((

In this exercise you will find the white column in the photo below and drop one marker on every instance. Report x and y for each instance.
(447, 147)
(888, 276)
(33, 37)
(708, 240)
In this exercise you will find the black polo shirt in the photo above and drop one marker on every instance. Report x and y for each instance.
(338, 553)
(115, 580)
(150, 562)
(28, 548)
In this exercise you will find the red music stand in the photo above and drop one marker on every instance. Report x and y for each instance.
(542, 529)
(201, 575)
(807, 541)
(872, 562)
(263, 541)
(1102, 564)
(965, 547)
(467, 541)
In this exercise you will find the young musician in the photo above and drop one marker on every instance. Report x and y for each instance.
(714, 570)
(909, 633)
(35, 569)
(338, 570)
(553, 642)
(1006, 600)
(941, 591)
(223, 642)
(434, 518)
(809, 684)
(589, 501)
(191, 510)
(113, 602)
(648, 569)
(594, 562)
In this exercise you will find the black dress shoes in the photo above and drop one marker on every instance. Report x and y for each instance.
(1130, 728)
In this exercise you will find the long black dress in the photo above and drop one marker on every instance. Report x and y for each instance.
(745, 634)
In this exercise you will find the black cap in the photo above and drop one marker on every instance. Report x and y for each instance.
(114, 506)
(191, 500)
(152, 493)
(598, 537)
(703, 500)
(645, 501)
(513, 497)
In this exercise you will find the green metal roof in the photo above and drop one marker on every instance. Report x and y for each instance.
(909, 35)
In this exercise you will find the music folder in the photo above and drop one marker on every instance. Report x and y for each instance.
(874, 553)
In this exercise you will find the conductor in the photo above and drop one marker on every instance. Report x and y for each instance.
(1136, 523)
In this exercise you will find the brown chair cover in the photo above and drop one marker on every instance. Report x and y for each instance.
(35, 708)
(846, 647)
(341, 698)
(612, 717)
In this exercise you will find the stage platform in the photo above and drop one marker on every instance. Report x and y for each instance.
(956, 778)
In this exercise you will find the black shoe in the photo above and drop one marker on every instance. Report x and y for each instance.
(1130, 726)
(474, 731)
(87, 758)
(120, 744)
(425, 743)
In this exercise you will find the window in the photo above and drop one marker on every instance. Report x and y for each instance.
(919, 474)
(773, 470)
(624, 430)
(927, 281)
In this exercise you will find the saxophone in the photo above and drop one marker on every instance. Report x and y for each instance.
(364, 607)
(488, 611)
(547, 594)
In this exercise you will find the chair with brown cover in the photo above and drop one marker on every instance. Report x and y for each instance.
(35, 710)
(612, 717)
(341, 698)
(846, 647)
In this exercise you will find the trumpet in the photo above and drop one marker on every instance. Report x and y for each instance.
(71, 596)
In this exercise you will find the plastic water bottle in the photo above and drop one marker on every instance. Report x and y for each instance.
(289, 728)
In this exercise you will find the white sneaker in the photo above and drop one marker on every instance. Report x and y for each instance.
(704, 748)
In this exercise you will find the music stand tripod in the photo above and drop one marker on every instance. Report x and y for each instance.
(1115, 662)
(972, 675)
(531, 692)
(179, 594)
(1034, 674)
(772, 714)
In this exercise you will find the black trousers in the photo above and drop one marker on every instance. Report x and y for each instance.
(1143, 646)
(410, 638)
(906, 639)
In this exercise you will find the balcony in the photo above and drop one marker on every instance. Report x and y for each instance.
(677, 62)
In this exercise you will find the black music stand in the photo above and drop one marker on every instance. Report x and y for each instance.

))

Copy all of the items above word for word, keeping them in the same order.

In this exercise you will find the white column in the photo below and drop one marker on every instance. Report x and y for each instance.
(447, 147)
(888, 276)
(33, 37)
(708, 240)
In this exercise you will find the black polo shirt in the photo above and drop one marker on every instance. Report x and y for each instance.
(338, 553)
(115, 580)
(150, 562)
(28, 548)
In this exercise you will find the red music stand in the photo above and drop one marker on every instance. Report x and y for each instance.
(542, 529)
(201, 575)
(807, 541)
(872, 562)
(263, 541)
(1102, 564)
(965, 547)
(467, 541)
In this exercise you will find the young musician in the photo above and drop one marker on every instance. Report x and y for each instance.
(714, 570)
(909, 633)
(35, 569)
(338, 570)
(553, 642)
(1006, 600)
(941, 591)
(223, 642)
(434, 518)
(809, 684)
(589, 501)
(191, 510)
(113, 602)
(648, 569)
(594, 562)
In this exercise you will find the black dress shoes in the photo above and drop one marker on every instance. Report x and y for each instance.
(1130, 728)
In this exercise you will find the long black dress in the photo above and drop one marker on every instance. Report x and y for each instance.
(745, 634)
In this exercise you will find the black cap in the photo above and drop one marker on every instance. Report x and y for each instance.
(114, 506)
(191, 500)
(152, 493)
(598, 537)
(703, 500)
(645, 501)
(513, 497)
In this exercise you will find the green metal roof in the photo above and drop one marker on every instance. Report x and y for each instance.
(909, 35)
In this exercise you will find the music folder in the photo above and drop one marker on every instance. Report x and y for each instance.
(874, 553)
In this exercise you will find the conductor in the photo above and drop one marker on every instance. Report x and y for each instance.
(1136, 523)
In this exercise you will find the brown chair cover in the photo above and drop one marker on every instance. Report x and y for each instance.
(35, 708)
(846, 647)
(341, 698)
(612, 717)
In this exercise you will find the stage platform in the photo above and drop one marker on every instance. Report x and y for each instance.
(956, 778)
In this exercise you will find the black shoe in the photo above and drop one marker on every instance. Report x and y for each instance.
(1130, 726)
(474, 731)
(87, 758)
(120, 744)
(425, 743)
In this exercise you will find the window in the photo above and drop one marker on every instance. Report x and y for each instance.
(919, 474)
(773, 470)
(624, 430)
(927, 281)
In this exercise you will find the saxophone in the photo above and drop one marker on every instance. Report x and y for each instance.
(364, 607)
(488, 611)
(547, 594)
In this exercise you will find the chair with brown cover in the photo above and drop one marker on every instance. Report x and y for each instance.
(35, 710)
(612, 717)
(341, 698)
(846, 647)
In this exercise you will find the trumpet in the photo above and drop one marker on every instance. Report x and y for each instance.
(71, 596)
In this exercise you will find the plastic water bottle in the photo above and drop one marker on every instance. Report x and y for each instance.
(289, 728)
In this exercise you will find the white sneaker in the photo above and drop one marker on every instance. Report x and y for each instance.
(704, 748)
In this exercise you will find the music stand tripod in the photo above and drop one marker on every instance. Report x and y for each instance.
(1115, 662)
(972, 675)
(531, 692)
(179, 594)
(1034, 674)
(772, 714)
In this exercise you will find the black trousers in the photo above and drop one marker on every instance. Report x and y for each instance.
(1143, 646)
(410, 638)
(906, 639)
In this exercise you will find the balcony in the photo above and drop one marker on every instance. Report x and y for each instance.
(677, 62)
In this exercise you will find the black music stand in the photo above and drop one marker on every instance. Report x and y for each instance.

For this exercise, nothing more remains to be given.